Available records
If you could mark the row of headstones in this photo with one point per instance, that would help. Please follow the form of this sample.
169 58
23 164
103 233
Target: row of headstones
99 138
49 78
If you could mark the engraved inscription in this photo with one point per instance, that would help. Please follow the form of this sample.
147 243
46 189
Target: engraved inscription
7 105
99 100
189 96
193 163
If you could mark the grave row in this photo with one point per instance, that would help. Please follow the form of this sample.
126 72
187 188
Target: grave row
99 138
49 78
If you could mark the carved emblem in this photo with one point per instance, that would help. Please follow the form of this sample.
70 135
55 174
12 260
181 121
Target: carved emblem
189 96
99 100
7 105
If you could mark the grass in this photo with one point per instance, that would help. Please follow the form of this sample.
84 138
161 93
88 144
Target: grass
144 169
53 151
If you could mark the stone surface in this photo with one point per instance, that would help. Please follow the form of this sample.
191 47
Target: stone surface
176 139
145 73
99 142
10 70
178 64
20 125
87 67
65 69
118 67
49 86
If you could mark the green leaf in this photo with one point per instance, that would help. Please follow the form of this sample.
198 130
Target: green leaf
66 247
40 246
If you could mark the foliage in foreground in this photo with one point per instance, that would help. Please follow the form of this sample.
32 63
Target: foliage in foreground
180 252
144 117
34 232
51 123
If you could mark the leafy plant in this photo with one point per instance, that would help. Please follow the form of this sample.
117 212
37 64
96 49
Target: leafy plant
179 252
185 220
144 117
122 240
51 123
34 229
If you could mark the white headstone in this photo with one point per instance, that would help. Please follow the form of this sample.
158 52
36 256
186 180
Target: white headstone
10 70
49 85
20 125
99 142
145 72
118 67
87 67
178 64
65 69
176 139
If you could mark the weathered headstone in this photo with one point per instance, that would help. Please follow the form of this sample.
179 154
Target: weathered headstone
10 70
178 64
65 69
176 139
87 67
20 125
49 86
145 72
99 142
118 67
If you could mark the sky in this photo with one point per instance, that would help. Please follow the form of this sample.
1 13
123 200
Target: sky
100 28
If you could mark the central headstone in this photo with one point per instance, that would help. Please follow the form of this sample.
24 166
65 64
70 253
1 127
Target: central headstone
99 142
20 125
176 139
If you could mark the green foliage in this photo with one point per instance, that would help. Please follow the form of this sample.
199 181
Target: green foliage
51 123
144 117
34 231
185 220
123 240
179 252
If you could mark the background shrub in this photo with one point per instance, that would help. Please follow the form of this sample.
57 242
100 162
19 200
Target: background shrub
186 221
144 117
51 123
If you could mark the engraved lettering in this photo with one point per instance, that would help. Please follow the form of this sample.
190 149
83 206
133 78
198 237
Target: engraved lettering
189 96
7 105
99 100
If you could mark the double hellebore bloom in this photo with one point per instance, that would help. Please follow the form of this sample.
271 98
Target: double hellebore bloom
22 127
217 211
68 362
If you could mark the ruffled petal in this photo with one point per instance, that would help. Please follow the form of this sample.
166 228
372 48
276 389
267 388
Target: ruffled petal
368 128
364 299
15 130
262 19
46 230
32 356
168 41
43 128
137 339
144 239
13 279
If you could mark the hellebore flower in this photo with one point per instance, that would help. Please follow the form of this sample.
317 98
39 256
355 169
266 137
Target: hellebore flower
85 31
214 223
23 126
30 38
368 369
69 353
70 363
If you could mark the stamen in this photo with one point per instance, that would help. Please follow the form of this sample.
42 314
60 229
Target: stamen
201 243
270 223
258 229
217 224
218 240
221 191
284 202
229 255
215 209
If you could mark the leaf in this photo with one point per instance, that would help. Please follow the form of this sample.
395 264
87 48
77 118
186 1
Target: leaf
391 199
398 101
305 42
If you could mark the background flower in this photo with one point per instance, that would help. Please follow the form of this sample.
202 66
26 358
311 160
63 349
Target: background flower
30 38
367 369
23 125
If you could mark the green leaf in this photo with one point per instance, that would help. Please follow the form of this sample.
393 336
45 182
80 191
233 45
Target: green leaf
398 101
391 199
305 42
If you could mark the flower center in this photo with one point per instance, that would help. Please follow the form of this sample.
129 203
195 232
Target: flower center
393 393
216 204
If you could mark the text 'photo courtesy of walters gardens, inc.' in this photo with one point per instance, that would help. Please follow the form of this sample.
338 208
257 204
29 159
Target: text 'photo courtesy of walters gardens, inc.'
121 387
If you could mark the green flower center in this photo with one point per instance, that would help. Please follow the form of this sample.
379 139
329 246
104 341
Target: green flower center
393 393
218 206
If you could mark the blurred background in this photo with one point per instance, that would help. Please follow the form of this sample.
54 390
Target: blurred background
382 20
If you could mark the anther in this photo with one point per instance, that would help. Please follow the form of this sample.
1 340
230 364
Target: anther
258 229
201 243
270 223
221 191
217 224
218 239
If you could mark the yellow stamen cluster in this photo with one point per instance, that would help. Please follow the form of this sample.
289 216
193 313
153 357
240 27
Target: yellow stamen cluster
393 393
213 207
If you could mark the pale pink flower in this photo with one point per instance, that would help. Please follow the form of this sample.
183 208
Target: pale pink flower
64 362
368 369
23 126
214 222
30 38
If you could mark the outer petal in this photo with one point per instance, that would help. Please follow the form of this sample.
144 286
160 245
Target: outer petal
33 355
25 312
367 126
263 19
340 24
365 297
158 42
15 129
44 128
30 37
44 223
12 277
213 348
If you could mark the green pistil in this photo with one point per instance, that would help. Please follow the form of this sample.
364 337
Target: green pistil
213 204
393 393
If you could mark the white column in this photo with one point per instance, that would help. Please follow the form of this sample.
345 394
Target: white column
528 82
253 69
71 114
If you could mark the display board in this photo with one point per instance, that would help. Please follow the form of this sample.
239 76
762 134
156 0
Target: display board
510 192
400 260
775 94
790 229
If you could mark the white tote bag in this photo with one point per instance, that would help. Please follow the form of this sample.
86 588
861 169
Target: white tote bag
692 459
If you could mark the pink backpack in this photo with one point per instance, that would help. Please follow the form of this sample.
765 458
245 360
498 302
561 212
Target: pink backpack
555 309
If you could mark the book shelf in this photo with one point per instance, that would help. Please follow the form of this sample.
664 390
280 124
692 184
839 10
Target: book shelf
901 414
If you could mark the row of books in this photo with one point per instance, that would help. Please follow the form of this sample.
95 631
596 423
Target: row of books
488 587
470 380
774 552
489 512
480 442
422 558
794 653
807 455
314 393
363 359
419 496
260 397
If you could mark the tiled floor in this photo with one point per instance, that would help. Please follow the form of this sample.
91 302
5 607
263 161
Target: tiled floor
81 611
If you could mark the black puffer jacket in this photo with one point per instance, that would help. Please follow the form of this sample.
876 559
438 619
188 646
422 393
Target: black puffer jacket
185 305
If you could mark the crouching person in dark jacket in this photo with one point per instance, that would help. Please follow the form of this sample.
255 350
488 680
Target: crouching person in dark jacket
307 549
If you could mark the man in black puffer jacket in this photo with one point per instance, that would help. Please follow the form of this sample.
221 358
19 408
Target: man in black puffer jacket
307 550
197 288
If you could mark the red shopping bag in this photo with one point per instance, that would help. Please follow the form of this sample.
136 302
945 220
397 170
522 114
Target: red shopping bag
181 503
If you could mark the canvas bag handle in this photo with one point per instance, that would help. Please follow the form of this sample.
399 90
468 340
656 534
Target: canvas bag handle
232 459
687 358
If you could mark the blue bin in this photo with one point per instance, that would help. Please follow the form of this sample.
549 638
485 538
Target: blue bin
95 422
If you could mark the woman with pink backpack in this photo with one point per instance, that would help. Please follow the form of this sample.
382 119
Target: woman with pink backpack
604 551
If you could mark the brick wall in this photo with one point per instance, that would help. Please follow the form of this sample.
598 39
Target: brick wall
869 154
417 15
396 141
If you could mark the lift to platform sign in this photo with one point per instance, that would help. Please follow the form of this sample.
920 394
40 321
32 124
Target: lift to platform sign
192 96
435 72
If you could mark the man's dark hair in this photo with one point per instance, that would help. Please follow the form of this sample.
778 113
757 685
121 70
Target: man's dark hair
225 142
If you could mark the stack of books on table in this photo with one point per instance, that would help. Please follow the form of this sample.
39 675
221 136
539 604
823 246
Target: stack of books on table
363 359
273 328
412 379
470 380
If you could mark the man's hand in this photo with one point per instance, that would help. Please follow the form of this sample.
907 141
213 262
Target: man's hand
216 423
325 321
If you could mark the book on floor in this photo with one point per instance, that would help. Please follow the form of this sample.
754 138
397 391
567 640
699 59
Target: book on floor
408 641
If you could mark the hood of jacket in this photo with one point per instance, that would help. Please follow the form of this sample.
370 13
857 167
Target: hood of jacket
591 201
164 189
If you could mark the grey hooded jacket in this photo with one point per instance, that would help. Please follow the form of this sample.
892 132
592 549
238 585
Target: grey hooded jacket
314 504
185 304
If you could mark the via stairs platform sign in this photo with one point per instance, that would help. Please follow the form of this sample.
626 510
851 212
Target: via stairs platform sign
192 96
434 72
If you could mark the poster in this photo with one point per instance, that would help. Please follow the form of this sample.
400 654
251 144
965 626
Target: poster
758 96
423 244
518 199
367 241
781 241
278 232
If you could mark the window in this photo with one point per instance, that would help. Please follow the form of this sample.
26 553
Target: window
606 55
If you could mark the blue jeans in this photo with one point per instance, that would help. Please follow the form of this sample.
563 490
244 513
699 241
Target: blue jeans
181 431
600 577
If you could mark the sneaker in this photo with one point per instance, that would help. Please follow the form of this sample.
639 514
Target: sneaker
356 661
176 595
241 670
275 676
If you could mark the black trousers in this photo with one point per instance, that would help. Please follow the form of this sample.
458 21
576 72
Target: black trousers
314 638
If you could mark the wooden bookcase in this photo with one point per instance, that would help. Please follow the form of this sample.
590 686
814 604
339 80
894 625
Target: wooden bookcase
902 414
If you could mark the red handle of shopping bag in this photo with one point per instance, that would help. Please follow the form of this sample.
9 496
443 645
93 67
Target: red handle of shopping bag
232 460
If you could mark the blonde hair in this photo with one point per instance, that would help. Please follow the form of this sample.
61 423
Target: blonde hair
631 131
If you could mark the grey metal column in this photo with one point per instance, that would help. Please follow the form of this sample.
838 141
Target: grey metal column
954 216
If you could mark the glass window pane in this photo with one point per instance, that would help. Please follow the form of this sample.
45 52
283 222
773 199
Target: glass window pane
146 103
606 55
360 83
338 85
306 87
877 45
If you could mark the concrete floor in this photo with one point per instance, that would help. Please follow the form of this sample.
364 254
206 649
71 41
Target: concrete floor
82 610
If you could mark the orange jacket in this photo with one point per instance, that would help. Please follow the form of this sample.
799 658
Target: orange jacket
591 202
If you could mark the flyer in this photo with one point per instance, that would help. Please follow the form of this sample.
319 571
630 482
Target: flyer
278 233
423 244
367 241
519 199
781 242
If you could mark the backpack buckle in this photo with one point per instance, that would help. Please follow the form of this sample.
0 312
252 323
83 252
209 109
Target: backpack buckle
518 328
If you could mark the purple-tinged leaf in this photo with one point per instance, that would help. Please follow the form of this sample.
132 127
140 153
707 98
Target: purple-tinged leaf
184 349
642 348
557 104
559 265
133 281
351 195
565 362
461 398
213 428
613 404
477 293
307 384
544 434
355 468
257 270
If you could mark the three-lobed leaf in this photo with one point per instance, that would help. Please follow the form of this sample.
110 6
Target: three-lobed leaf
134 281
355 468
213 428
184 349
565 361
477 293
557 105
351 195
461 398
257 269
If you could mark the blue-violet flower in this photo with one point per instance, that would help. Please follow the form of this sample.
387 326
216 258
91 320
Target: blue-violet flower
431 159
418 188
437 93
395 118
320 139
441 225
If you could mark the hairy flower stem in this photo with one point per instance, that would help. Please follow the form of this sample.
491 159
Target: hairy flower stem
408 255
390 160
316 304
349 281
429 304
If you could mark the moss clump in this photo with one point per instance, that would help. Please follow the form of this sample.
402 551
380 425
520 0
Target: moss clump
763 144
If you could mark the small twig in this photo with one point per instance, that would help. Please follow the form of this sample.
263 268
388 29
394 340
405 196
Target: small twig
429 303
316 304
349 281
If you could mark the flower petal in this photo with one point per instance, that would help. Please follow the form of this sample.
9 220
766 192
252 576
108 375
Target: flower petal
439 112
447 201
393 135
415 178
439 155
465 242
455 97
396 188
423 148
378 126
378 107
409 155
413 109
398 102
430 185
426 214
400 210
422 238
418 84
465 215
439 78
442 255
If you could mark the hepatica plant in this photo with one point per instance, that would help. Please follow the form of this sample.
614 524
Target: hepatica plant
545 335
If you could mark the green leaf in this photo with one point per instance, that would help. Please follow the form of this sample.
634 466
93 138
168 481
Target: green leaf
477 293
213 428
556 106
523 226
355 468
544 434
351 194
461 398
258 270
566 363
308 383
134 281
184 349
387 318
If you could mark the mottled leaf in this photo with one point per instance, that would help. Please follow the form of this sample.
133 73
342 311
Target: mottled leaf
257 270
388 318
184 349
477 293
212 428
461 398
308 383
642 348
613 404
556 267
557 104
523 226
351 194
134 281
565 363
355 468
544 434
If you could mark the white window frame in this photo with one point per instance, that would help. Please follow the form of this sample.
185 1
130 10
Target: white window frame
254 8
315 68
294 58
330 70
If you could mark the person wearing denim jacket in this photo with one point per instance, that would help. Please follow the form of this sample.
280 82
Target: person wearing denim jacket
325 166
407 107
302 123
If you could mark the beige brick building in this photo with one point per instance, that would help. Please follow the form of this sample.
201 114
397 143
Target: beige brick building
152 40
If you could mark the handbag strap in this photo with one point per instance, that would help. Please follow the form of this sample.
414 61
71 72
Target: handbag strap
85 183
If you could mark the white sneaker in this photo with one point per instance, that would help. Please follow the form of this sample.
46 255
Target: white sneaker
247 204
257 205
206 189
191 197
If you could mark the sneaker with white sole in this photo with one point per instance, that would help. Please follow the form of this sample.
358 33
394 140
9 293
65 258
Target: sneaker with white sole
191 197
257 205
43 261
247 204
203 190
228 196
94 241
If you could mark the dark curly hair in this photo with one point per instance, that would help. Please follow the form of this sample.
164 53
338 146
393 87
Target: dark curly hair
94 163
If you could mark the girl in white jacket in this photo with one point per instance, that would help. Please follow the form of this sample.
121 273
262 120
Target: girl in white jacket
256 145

What the exercise asks
The required output is the exact sequence of lines from the one containing "If you could mark the mottled" through the end of the listing, both endpoints included.

Response
If you could mark the mottled leaf in this photo with one point per instance, that would help. Please follow the form of this sample.
133 73
342 311
Target: mottled leaf
257 270
388 318
184 349
477 293
212 428
461 398
308 383
642 348
613 404
556 267
557 104
523 226
351 194
134 281
565 363
355 468
544 434
If you could mark the white window frame in this photo with one point per instance, that would help. Please follow the form of this sample.
185 1
130 10
Target: white window frame
254 8
315 68
294 58
330 70
If you could mark the person wearing denim jacket in this photo with one point per instance, that would help. Please follow the form of this sample.
280 82
Target: person wearing denim jacket
325 166
407 107
302 123
If you could mark the beige brick building in this photo with one point per instance, that would help. Please follow the form of this sample.
201 114
397 143
Target: beige brick building
152 40
If you could mark the handbag strap in this photo with one point per instance, that would help. Please follow the form of this sample.
414 61
71 72
Target: handbag strap
85 183
If you could mark the white sneaker in this photo with one point per instance, that would help. Please follow the form of this sample.
46 255
Target: white sneaker
247 204
257 205
206 189
191 197
If you could mark the sneaker with white sole in this photo with one point per instance, that would help. Please follow the form of this sample.
358 33
394 140
9 293
65 258
Target: sneaker with white sole
191 197
257 205
43 261
247 204
203 190
228 196
94 241
If you could mark the dark curly hair in this photo with one point per instance, that would help. Please follow the form of this sample.
164 53
338 146
393 87
Target: dark curly hair
94 163
If you could mark the girl in white jacket in this photo with one point per instance, that would help. Please follow the form of this sample.
121 273
262 120
Target: girl in white jacket
256 145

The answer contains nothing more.